### Document passage
3DDX: Bone Surface Reconstruction from a Single Standard-Geometry Radiograph via Dual-Face Depth Estimation

TL;DR

This work tackles 2D-3D reconstruction from a single X-ray by introducing 3DDX, which jointly estimates front- and back-face depth maps to recover full bone surfaces with absolute scale. It advances multi-depth-map supervision by proposing the center-aligned scale-invariant loss (CASI) and leverages the fixed radiography geometry to reconstruct 3D shapes, followed by statistical-shape-model-based completion. Evaluated on a large clinical dataset (600 patients, 2651 X-ray images), 3DDX substantially reduces surface reconstruction error compared with single-face baselines and yields high-quality 3D bone surfaces, especially when combined with shape completion. The approach demonstrates strong potential for clinical impact in low-dose bone assessment and broad deployment, including settings with limited access to CT or advanced imaging resources.

Abstract

Radiography is widely used in orthopedics for its affordability and low radiation exposure. 3D reconstruction from a single radiograph, so-called 2D-3D reconstruction, offers the possibility of various clinical applications, but achieving clinically viable accuracy and computational efficiency is still an unsolved challenge. Unlike other areas in computer vision, X-ray imaging's unique properties, such as ray penetration and fixed geometry, have not been fully exploited. We propose a novel approach that simultaneously learns multiple depth maps (front- and back-surface of multiple bones) derived from the X-ray image to computed tomography registration. The proposed method not only leverages the fixed geometry characteristic of X-ray imaging but also enhances the precision of the reconstruction of the whole surface. Our study involved 600 CT and 2651 X-ray images (4 to 5 posed X-ray images per patient), demonstrating our method's superiority over traditional approaches with a surface reconstruction error reduction from 4.78 mm to 1.96 mm. This significant accuracy improvement and enhanced computational efficiency suggest our approach's potential for clinical application.

Figures (2)

• Figure 1: Overview of the proposed method. (a) The dual-face depth estimation using depth maps estimation model $G_{d}$ and a bone segmentation model $G_{s}$ to mask the invalid region. (b) 3D surface reconstruction from the estimated depth maps using X-ray geometry to produce initial 3D estimation. (c) 3D shape completion using bone statistical shape model fitting $G_{c}$.
• Figure 2: Visualization of the reconstructed and completed 3D shapes. (a) Comparison between conventional ( 256$\mathcal{L}_{\textit{si}}^{\textit{indep}}$), the proposed ( 256$\mathcal{L}_{\textit{casi}}^{\textit{indep}}$), and the proposed++( 1024$\mathcal{L}_{\textit{casi}}^{\textit{indep}}$†) methods. (b) Visualization of two representative estimated samples (blocked region and slightly diseased bone) using the proposed method. (c) A combined visualization of the target bones.

### Material shown

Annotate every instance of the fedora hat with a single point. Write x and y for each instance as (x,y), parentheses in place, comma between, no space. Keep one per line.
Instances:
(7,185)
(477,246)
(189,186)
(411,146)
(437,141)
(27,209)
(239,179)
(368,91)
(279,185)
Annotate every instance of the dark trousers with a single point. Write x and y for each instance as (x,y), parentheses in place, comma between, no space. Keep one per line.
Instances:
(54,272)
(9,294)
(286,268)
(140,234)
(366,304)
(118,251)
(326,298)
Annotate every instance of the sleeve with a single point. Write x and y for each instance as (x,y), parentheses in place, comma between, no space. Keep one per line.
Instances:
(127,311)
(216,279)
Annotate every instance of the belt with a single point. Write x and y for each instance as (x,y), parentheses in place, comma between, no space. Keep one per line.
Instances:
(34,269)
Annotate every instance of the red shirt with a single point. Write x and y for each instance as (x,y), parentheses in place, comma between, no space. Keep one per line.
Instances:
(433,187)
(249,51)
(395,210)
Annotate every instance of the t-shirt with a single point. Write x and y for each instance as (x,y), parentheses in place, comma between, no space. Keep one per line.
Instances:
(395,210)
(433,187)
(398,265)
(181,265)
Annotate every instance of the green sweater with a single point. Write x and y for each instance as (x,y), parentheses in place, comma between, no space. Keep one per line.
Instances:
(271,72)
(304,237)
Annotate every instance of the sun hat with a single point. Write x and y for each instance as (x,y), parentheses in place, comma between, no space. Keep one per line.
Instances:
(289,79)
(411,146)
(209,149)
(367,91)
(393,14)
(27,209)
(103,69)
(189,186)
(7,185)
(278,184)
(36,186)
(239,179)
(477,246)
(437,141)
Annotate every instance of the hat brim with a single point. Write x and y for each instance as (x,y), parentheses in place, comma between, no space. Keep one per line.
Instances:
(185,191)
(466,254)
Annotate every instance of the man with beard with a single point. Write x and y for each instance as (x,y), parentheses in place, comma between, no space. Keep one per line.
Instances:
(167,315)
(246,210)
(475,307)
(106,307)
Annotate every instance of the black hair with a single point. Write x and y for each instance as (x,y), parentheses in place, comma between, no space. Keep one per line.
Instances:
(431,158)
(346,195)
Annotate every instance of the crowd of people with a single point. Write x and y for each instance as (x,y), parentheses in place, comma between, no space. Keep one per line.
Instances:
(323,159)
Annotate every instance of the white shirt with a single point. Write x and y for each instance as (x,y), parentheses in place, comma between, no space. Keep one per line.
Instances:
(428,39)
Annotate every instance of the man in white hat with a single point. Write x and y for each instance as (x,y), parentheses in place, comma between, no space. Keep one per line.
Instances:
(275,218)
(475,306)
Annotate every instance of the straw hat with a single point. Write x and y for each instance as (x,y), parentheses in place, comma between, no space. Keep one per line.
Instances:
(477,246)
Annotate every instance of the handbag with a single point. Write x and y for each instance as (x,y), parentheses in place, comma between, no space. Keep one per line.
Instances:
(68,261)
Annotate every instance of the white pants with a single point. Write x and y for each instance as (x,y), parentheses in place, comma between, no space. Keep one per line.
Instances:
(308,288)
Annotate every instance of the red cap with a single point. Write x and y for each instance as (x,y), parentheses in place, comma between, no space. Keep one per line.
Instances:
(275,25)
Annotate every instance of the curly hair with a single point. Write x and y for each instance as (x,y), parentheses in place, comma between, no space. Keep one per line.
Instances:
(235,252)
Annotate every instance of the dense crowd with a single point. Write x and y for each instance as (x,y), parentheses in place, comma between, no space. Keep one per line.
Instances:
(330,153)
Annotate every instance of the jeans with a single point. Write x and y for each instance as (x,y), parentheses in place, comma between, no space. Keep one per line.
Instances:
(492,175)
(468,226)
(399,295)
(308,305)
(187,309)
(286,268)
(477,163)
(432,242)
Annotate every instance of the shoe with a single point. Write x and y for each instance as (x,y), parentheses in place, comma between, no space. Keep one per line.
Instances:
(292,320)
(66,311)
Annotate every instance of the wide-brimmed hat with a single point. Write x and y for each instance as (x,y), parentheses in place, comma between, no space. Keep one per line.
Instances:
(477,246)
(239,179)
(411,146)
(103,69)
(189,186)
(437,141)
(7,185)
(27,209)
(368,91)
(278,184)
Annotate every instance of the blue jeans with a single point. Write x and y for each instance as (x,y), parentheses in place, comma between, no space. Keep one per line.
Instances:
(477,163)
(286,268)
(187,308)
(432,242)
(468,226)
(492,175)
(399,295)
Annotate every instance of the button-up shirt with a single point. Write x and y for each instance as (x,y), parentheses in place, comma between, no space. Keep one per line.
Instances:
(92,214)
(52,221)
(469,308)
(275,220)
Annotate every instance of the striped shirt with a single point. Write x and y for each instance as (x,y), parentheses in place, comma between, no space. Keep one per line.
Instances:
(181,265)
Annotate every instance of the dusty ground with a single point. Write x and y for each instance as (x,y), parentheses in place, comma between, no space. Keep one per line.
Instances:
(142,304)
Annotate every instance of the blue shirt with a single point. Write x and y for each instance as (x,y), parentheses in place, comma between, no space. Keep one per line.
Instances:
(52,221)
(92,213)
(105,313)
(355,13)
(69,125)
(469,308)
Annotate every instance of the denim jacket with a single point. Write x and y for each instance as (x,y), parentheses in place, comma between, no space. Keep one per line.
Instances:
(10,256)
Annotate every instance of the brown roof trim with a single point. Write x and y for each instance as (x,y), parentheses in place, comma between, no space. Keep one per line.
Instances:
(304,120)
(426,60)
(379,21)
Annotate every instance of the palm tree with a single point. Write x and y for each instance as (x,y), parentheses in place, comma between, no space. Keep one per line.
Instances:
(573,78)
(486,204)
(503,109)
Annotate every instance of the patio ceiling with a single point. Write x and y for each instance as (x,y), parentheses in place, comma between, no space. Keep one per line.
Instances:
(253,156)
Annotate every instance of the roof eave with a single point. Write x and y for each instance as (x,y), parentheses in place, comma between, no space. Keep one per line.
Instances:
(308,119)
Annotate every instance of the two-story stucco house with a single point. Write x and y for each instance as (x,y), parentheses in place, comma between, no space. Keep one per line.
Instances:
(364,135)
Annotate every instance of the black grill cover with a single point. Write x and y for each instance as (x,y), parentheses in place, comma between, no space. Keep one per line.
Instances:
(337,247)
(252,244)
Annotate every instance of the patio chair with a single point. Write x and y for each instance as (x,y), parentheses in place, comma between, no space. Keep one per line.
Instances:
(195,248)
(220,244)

### Activity
According to the 3DDX page, how much did the method reduce surface reconstruction error compared with traditional approaches? Please answer in one sentence.

### Answer to the exercise
It reduced the surface reconstruction error from 4.78 mm to 1.96 mm.